TASK GOAL: Continue the post about favorite Criterion Collection films from where it stops.

PAGE EXTRACT:
○ ○ ○
I’ve watched over a 100 Criterion films at this point. That’s at least some form of expertise. They have a thing for ræp. They seem to love distinguished directors I cannot expend energy for (Kurosawa, Goddard.) Benjamin Button is a Criterion film for some reason. They and lots of people seem to love shitty asshole is shitty asshole and never learns a lesson (Quadrophenia, Everything Goes Wrong, Permanent Vacation.)
But in there is films that I love. Films that I adore. Films I’m glad that they released and gave me the opportunity to experience. This list in no order are films that I think are great cinema. Ones that I have kept thinking about long after I have seen. Ones that I want others to experience. But first we need to take a tiny detour to a film on Hulu that is not criterion, but I want on this list.
Revolutionary Girl Utena: Adolescence of Utena (1999) (dir: Kunihiko Ikuhara)
This isn’t Criterion. It is arthouse as heck though. I wish more of the arthouse films I’ve seen from Criterion were as weird and wonderful as this. I saw this before I saw the anime. It is abstract with fantastic costumes and even better architecture. I don’t think the series even touches it. If you want a wonderful and weird 80 minutes it is difficult to do better than this. Now on to the Criterion.
The Thief of Bagdad (1940) (dir: Michael Powell, Ludwig Berger, and Tim Whelan)
I’ll start with a strong statement, most films before Star Wars are pretty boring. Even the ones I like you have to be willing to accept a little boredom. This film is one of the oldest on my list. It’s also beautiful in Technicolor. It has these giant incredible sets. It has a bearable amount of ignorant racism and brown-washing.
○ ○ ○
SUPPLIED INFORMATION:
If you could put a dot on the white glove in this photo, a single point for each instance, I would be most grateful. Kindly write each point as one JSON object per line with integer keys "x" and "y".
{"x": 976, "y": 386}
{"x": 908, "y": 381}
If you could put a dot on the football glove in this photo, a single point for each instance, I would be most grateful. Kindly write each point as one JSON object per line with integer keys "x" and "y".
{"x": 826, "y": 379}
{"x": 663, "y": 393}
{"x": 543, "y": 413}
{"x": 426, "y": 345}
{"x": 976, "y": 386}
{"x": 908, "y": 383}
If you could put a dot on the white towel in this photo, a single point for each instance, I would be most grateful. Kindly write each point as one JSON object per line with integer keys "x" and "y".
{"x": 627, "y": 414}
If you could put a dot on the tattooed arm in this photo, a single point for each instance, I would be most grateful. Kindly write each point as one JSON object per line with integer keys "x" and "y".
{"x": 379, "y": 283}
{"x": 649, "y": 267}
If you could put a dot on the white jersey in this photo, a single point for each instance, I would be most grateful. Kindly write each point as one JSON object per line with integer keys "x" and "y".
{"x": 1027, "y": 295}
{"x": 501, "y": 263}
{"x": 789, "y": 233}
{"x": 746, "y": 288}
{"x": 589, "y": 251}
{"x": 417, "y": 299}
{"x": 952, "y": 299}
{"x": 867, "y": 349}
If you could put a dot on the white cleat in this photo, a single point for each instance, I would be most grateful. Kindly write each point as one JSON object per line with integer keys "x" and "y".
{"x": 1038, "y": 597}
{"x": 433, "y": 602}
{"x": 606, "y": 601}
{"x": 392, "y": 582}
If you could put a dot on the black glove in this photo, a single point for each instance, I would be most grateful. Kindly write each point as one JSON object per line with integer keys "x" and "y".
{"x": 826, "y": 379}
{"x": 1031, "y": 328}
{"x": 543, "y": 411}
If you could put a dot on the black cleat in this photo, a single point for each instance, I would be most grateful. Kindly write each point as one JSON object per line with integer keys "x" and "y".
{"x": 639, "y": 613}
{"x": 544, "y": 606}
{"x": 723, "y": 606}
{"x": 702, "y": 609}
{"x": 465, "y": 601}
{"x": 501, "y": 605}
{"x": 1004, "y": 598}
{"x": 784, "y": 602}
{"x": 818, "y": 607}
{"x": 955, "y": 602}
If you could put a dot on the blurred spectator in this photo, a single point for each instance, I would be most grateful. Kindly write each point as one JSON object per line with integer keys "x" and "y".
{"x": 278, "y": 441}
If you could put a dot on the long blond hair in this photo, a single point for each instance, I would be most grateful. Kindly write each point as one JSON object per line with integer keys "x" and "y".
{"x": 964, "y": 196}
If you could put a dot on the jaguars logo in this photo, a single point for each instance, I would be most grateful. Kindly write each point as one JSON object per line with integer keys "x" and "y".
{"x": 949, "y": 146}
○ ○ ○
TASK RESPONSE:
When you look at the market place scenes you know immediately why George Lucas wanted to “fix” the crowd scenes in Star Wars. They look incredibly empty compared to this film. It also has the energy that Star Wars has running through it. These is a world beyond what we’re shown. Where a mildly obnoxious person would scream Hidden Fortress is the inspiration for Star Wars, The Thief of Bagdad has a better claim. It’s a grand adventure with fantastic elements. The Hidden Fortress is almost a bearable way to pass time. Meanwhile I frequently forgot TToB was from 1940.
The World on a Wire (1973) (dir: Rainer Werner Fassbinder)
TWoaW is almost entirely people talking. It is never boring for it though. It’s a mystery. It’s a proto-Matrix (here called the Simlacrun.) Our lead Fred loves doing exaggerated motions. It is Orange and Teal not because of post processing, but because of insane set design where every item in frame is orange or teal.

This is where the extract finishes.